The result of the second sensing measurement may further include at least one of identification information or index information of the first communication and sensing node, related information of a received beam used by the second communication and sensing node to receive one or more of the at least one sensing signal, and indication information indicating that a valid sensing measurement result is not obtained.

For example, the result of the second sensing measurement may also include an identification code or index of the first communication and sensing node. When the second communication and sensing node receives multiple sensing signals sent by multiple first communication and sensing nodes for sensing measurements respectively, the inclusion of the identification code or index of the first communication and sensing node in the result of the second sensing measurement may indicate a particular first communication and sensing node to which the sensing signal on which the reported result of the sensing measurement is based is sent.

The result of the second sensing measurement may also include related information of a received beam used by the second communication and sensing node to receive the sensing signal to calculate the result of the second sensing measurement, such as an index of the received beam, a direction of the received beam, etc. By this method, the beam direction of the second communication and sensing node receiving the sensing signal may be used as broad information about an direction angle Y′ of the target object in FIG. 7 to be described below.

When the result of the second sensing measurement includes time delay related measurement information for a plurality of detection paths, the SF may determine, based on the received beam direction of the second communication and sensing node, an invalid result of the plurality of detection paths included in the result of the second sensing measurement which does not correspond to the target object. For example, when the SF calculates the direction angle Ψ′ of the target object based on the time delay related measurement information of a certain detection path in the result of the second sensing measurement, if Ψ′ deviates by more than a threshold from the beam direction of the sensing signal received by the second communication and sensing node, this may indicate that the measurement result of the detection path is invalid. The result of the sensing measurement may further include indication information indicating that valid sensing measurement information is not obtained, i.e., an indication of a failed sensing measurement for indicating that valid sensing measurement information is not obtained by performing sensing detection according to the related configuration of the sensing signal.

As described above in FIGS. 4 and 5, the first communication and sensing node may report the result of the first sensing measurement to at least one object, and the second communication and sensing node may report the result of the second sensing measurement to at least one object. The objects to which the first communication and sensing node and the second communication and sensing node report their respective results of the sensing measurements may be identical or different. For example, the first communication and sensing node may report the result of the first sensing measurement to the second communication and sensing node, the second communication and sensing node may report the result of the second sensing measurement to the first communication and sensing node, and the first communication and sensing node and the second communication and sensing node both report the result of the first sensing measurement and the result of the second sensing measurement to the same base station/core network/location server/LMF/CPU/SF), respectively. Preferably, the object to which the first communication and sensing node reports the result of the first sensing measurement is identical to the object to which the second communication and sensing node reports the result of the second sensing measurement.

- - - -

_REQUIRED ACTIONS_:
A. In the sensing measurement passage, what may it indicate if the direction angle the SF calculates for a detection path deviates by more than a threshold from the beam direction of the received sensing signal?
B. Name every object that the sensing measurement passage lists, after "the same," as a place where both nodes may report their sensing measurement results.
C. Resume the sensing measurement passage with new text that begins after its final sentence.
None of the entries is needed for any task.

_EXCERPTED DATA_:
- - - -

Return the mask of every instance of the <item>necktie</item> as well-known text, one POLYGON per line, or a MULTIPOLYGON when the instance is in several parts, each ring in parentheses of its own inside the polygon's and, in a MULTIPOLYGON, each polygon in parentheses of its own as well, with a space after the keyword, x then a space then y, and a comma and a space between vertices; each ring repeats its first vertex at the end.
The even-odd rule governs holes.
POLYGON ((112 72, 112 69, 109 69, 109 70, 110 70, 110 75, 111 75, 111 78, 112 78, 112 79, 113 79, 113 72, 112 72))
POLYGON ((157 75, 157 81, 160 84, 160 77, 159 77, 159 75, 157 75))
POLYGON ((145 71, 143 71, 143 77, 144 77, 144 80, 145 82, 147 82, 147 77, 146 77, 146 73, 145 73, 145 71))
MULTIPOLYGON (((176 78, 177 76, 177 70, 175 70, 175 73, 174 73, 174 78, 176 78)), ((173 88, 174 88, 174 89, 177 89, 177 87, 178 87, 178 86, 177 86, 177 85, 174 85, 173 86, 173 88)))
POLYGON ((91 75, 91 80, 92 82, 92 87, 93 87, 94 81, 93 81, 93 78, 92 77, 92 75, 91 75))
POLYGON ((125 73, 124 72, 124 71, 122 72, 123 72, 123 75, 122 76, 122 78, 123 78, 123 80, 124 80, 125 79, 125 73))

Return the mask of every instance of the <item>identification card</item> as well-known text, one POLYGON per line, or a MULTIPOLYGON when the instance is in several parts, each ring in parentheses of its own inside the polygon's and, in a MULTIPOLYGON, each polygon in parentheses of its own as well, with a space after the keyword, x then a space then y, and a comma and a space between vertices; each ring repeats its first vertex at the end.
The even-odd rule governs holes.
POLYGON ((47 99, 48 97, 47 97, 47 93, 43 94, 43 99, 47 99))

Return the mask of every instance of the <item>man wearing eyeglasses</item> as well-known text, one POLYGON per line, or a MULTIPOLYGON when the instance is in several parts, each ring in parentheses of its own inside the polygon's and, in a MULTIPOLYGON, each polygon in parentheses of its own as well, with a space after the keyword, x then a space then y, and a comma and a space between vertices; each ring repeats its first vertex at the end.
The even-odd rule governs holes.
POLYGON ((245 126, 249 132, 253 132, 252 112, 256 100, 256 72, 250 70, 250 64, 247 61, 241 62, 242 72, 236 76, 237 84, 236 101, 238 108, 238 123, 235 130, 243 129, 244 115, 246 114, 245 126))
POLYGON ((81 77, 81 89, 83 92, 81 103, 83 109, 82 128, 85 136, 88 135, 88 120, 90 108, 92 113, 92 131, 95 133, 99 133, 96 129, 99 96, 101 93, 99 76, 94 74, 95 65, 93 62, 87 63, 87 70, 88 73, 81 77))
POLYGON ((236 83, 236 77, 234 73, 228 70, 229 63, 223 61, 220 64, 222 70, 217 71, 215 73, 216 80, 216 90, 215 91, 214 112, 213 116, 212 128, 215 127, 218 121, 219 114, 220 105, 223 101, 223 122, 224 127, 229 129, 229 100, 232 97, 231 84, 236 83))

- - - -

_RESULTS OF THE TASKS_:
A. It may indicate that the measurement result of that detection path is invalid.

B. Base station, core network, location server, LMF, CPU, SF

C.
FIG. 6 illustrates a method for sensing detection according to an embodiment.

Referring to FIG. 6, at step S610, a result of a first sensing measurement from a first communication and sensing node is obtained. At step S620, a result of a second sensing measurement from a second communication and sensing node is obtained. The execution order of the steps in FIG. 6 may be changed.

The result of the first sensing measurement includes information related to the first sensing measurement performed by the first communication and sensing node based on at least one sensing signal the node as the node sends, and the result of the second sensing measurement includes information related to the second sensing measurement performed by the second communication and sensing node based on received one or more of the at least one sensing signal. The contents such as the result of the first sensing measurement and the result of the second sensing measurement, etc. have been described in the description of FIGS. 4 and 5, and will not be repeated here.

The result of the first sensing measurement and the result of the second sensing measurement may be used to perform sensing detection of a target object. The method shown in FIG. 6 may further include performing sensing detection of the target object based on the result of the first sensing measurement and the result of the second sensing measurement. Since different communication and sensing nodes (the first communication and sensing node and the second communication and sensing node) perform the first sensing measurement and the second sensing measurement based on the same sensing signal respectively, so that the result of the first sensing measurement and the result of the second sensing measurement contain a sensing measurement result for the same target object, and thus the sensing detection of the target object may be performed more accurately by performing the sensing detection based on both the result of the first sensing measurement and the result of the second sensing measurement, thereby improving the performance of sensing detection. For example, different communication and sensing nodes report their respective results of sensing measurements to the same entity, which can achieve aggregation of the results of the sensing measurements of the same target object, and thus achieve accurate localization of the target object. For example, the result of the first sensing measurement and the result of the second sensing measurement may be used to determine an direction angle of the target object to the first communication and sensing node, and/or an direction angle of the target object to the second communication and sensing node.

The above “performing sensing detection of the target object based on the result of the first sensing measurement and the result of the second sensing measurement” may include: determining a direction angle of the target object to the first communication and sensing node, and/or an direction angle of the target object to the second communication and sensing node based on the result of the first sensing measurement and the result of the second sensing measurement.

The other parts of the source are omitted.